> Request: Reproduce verbatim the lines in the items below, beginning with the line that contains "of the roof" and continuing through the line that contains "<point>418,331</point>", including both of those lines.

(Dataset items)
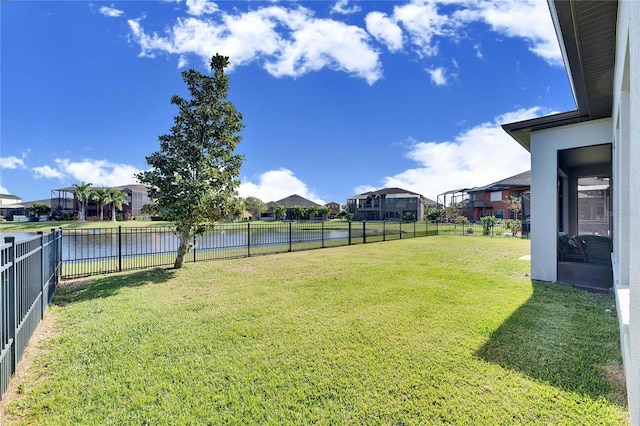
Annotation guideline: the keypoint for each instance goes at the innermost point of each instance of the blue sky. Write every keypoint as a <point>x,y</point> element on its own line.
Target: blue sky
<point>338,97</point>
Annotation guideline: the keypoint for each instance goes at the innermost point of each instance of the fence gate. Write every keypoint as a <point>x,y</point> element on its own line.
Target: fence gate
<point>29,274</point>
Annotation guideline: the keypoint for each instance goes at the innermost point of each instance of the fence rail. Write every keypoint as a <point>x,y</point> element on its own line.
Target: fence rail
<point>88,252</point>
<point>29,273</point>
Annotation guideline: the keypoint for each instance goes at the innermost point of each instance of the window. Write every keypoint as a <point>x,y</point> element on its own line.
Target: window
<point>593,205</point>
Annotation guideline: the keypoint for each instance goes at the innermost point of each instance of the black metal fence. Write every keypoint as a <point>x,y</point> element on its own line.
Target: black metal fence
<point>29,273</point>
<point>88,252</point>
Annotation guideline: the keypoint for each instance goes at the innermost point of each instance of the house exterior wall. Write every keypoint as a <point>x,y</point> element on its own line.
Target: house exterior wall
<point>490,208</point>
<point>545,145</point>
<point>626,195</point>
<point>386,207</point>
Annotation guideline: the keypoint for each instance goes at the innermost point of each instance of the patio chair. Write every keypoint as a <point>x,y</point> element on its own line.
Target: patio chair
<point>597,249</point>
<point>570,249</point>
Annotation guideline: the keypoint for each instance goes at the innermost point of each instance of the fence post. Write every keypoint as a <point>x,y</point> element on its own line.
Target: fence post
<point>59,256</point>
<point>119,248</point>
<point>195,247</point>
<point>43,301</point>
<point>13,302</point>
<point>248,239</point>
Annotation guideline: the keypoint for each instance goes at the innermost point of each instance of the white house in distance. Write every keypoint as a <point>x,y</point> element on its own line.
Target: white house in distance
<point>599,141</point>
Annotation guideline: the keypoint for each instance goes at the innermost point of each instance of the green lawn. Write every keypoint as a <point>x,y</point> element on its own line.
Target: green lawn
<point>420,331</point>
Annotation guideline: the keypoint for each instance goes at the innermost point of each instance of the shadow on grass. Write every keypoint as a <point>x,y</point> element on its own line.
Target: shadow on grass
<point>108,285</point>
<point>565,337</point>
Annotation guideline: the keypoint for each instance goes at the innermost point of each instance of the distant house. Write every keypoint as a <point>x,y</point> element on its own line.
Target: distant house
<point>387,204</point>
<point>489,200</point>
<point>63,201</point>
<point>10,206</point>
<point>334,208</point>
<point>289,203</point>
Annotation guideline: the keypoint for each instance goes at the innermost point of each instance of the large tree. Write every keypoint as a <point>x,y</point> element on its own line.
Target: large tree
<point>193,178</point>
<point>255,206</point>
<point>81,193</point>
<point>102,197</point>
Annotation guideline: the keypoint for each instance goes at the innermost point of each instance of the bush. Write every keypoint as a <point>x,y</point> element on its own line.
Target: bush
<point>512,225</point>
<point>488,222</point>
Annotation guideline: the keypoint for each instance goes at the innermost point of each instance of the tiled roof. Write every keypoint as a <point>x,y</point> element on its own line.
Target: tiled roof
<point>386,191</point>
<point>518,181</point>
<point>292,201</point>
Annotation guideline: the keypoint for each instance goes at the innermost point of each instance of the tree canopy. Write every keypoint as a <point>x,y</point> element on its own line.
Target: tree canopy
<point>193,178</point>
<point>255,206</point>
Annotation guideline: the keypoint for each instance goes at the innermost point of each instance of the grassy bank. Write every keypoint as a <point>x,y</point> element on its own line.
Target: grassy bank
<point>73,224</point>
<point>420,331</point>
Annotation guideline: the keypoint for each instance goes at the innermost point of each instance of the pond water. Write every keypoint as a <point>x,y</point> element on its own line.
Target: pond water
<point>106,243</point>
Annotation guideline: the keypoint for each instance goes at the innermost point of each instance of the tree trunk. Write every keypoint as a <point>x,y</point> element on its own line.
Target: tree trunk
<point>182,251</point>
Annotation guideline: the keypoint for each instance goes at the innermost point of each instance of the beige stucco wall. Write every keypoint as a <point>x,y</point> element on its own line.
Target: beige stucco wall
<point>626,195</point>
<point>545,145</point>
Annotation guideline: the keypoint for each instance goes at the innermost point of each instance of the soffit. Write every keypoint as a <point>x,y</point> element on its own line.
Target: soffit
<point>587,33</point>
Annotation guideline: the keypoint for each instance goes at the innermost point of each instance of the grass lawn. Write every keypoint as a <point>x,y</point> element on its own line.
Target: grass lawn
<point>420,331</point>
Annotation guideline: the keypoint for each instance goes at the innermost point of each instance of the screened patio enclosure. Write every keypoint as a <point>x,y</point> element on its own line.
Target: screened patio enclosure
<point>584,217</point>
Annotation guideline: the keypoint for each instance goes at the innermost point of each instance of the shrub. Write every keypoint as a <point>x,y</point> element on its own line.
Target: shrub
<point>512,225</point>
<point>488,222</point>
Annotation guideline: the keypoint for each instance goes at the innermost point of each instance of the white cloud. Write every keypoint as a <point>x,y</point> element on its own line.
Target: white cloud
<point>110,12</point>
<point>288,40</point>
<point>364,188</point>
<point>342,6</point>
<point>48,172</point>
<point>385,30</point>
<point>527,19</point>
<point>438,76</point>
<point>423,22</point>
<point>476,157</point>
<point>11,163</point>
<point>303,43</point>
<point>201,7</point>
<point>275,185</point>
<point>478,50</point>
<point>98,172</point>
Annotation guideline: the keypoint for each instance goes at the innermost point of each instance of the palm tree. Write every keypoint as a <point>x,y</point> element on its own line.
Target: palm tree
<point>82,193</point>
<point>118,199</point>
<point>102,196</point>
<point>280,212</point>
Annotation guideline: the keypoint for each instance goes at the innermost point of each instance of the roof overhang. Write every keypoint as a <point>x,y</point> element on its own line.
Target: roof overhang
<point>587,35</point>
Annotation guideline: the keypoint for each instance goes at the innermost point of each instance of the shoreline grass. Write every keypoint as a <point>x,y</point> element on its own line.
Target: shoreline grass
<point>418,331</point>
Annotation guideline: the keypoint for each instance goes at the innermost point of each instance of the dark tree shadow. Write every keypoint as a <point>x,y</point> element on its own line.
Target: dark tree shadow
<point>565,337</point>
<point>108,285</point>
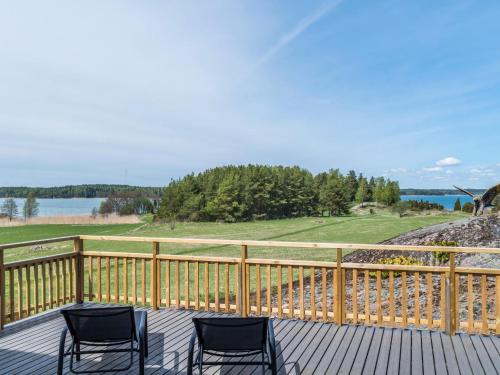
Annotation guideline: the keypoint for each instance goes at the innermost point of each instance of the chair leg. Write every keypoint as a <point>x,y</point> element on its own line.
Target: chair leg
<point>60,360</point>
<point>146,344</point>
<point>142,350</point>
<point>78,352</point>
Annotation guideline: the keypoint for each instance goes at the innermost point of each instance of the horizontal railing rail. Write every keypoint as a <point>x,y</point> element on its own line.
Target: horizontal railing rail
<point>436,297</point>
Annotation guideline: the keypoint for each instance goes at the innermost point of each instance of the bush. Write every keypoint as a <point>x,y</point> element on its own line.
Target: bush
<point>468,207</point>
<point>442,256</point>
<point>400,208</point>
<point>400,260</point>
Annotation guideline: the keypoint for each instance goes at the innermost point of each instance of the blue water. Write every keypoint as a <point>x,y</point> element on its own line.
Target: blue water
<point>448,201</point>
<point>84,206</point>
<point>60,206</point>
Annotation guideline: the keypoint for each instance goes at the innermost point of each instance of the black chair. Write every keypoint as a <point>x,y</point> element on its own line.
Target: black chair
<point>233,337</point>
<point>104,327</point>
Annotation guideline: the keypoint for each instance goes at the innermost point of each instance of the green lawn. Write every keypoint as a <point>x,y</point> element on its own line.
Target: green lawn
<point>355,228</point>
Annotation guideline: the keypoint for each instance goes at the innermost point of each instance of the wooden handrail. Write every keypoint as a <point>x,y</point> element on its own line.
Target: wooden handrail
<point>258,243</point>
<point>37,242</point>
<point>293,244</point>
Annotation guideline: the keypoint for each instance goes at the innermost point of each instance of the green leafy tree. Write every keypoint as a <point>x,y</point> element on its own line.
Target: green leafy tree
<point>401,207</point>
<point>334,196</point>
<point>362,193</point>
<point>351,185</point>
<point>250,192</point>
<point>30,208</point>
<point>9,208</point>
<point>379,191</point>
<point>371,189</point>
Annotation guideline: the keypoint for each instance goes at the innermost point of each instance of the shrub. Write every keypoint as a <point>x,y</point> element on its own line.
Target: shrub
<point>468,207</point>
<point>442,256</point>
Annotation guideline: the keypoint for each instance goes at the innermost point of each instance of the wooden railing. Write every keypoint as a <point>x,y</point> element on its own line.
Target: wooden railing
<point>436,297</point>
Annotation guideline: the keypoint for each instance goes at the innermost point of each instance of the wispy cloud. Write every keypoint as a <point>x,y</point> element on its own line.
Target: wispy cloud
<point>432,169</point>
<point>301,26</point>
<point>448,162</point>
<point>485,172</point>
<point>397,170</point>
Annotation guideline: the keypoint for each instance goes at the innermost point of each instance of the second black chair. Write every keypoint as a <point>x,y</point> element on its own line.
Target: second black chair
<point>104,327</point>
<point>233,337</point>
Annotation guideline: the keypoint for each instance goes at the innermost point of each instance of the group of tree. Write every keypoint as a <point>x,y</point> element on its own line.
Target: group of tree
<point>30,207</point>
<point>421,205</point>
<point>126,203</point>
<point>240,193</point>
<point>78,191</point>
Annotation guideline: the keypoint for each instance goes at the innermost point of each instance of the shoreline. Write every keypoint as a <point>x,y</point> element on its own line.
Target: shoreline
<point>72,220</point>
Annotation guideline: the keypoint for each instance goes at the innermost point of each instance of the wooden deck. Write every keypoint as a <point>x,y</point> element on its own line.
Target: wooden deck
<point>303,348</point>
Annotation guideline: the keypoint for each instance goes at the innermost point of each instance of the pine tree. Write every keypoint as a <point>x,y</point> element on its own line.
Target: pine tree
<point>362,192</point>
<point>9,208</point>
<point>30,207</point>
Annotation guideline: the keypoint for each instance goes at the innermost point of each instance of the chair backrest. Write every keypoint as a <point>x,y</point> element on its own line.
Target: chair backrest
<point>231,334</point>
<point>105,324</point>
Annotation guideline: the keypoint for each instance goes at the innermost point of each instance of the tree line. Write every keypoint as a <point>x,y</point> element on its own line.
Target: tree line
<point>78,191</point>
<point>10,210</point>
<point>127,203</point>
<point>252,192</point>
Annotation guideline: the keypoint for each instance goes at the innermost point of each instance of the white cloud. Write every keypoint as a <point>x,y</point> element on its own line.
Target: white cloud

> Answer for the task:
Annotation guideline: the keypoint for each instance goes at the innermost point of each instance of the roof overhang. Write every keypoint as a <point>x,y</point> element on its own line.
Target: roof overhang
<point>587,35</point>
Annotation guideline: the keypoint for each instance goes at the innermost point of each instance of the shoreline grass. Write every keypoint as a <point>x,y</point> element on its own line.
Target: shoreline grass
<point>418,331</point>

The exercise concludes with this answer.